The Gigawits

It’s the late Eighties, and I am calling on Tony Hendra, writer, performer, satirist, drinker, freelance schemer. While I do not remember the substance of our meeting, it’s a memorable moment: His office, in a residential hotel on Amsterdam Avenue, is possibly as close as I’ve ever come to absolute squalor and degradation. The place reeks of urine; horrible screams and moans echo up and down the halls; crack vials litter the stairwells. There, though, in a closet-size room, with a simple wooden desk, is Tony, cordial and undisturbed, finishing up a book. (Such conditions are perhaps not uninvigorating to him.)

And then there is John Evans: the mystery man of the Murdoch organization through the eighties and early nineties, when News Corporation creates the megamedia business. He is Murdoch’s Yoda. Or, depending on your point of view, Murdoch’s evil genius. People whisper his name. Few people ever see him. He is the disappearing executive – out the window, like Major Major in Catch 22. In 1991, Louis Rossetto, carrying around his plan for Wired magazine, somehow manages a meeting with Evans, and pronounces him the only man in the media business to “get it.” (Evans lobbies Murdoch to launch Wired; Murdoch declines.)

I do not know if this column merely provides an excuse to write about two of the more eccentric careers in the media business (a nostalgist’s view) or if it is actually about the revolution now taking place in book publishing. That’s the ostensible reason I am sitting at Michael’s with Hendra and Evans.

They are starting an electronic-publishing house. They believe the sudden seeming viability of a cheaper way to publish and distribute books means that independent book publishing can return and compete handily for writers, readers, and distribution outlets with the consolidated book behemoths.

They believe that books and book publishing can return to a 1920s model, when upstart independents (the Jews) challenged the nineteenth-century publishing Establishment (the Wasps).

I can’t get a decent answer from either of them as to why they sat out the nineties. As real entrepreneurs, maybe they had a hard time, I theorize, in an era of false entrepreneurs.

- [Material supplied]:
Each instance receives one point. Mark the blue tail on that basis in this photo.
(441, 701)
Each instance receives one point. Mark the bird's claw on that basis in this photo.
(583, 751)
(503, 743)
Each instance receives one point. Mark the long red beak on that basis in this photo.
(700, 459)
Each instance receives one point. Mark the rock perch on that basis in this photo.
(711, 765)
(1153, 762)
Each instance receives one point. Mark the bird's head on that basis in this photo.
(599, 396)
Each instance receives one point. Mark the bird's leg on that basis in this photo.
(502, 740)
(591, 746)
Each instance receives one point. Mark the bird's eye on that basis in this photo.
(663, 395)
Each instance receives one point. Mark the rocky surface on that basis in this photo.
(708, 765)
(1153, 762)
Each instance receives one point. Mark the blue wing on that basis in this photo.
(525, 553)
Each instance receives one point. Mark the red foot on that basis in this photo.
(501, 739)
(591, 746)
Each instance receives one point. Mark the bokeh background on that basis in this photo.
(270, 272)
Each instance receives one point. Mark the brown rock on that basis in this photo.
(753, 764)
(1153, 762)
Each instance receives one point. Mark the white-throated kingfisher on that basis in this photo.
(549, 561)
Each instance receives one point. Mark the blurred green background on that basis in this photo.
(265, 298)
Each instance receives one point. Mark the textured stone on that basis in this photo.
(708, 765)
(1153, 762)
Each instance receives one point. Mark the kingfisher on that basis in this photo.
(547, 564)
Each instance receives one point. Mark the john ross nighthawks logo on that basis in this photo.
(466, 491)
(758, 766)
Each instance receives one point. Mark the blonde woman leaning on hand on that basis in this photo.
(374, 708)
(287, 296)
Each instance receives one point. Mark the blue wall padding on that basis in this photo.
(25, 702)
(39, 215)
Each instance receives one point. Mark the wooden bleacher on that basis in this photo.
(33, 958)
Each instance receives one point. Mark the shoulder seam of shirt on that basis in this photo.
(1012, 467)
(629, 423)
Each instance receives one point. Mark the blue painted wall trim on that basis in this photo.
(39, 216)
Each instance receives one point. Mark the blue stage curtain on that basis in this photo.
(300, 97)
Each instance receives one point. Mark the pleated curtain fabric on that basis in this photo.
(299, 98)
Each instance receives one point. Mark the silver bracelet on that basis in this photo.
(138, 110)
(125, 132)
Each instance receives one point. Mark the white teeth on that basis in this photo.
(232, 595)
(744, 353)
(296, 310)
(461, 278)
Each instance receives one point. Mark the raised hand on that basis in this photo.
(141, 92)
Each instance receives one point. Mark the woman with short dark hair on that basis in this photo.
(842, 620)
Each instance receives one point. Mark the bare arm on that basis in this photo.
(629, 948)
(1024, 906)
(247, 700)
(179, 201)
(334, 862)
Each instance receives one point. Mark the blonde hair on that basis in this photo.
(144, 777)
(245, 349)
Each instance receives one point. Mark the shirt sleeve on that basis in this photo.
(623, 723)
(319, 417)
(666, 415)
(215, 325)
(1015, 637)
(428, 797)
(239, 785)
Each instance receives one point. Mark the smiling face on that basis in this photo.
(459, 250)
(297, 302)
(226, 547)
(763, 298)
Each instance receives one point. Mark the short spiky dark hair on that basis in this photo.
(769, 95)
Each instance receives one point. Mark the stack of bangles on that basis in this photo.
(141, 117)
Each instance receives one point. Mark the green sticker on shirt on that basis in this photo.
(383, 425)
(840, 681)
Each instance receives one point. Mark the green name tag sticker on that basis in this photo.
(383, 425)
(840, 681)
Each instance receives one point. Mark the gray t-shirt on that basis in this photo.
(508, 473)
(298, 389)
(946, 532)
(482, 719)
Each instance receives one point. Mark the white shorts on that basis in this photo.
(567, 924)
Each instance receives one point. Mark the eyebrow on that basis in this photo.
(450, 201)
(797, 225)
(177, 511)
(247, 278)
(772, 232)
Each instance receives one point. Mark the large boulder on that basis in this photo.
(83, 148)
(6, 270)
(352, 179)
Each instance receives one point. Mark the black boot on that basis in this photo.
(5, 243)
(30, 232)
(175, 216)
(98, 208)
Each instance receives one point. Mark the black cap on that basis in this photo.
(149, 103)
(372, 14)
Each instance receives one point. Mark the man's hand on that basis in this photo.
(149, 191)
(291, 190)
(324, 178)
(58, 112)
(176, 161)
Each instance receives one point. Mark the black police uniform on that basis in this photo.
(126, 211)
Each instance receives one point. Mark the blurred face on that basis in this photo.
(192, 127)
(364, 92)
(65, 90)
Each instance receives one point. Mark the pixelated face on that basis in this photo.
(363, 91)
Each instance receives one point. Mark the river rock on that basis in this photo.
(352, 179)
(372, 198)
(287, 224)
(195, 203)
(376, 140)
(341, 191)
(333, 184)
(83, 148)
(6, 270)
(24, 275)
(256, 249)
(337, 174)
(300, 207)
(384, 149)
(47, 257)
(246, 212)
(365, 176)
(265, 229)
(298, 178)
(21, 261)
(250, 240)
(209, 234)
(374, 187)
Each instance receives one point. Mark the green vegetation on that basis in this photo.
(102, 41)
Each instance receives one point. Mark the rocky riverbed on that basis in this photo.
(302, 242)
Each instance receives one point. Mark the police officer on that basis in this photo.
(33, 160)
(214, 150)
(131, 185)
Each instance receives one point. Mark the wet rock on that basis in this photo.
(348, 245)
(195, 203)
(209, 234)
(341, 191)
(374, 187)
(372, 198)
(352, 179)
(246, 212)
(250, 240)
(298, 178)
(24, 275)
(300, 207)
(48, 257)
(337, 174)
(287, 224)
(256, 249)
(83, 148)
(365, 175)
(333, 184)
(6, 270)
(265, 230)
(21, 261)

- [Tasks to complete]:
1. Retype the Gigawits column from the words "I do not know" through the words "Hendra and Evans.".
2. Answer these questions from the Gigawits column:
(a) Where was Tony Hendra's office in the late Eighties?
(b) In what year did Louis Rossetto meet John Evans?
(c) What kind of publishing house are Hendra and Evans starting?
Use only the Gigawits column to respond, not the data.

- [Per-task outputs]:
1.
I do not know if this column merely provides an excuse to write about two of the more eccentric careers in the media business (a nostalgist’s view) or if it is actually about the revolution now taking place in book publishing. That’s the ostensible reason I am sitting at Michael’s with Hendra and Evans.

2.
(a) In a residential hotel on Amsterdam Avenue.
(b) 1991.
(c) An electronic-publishing house.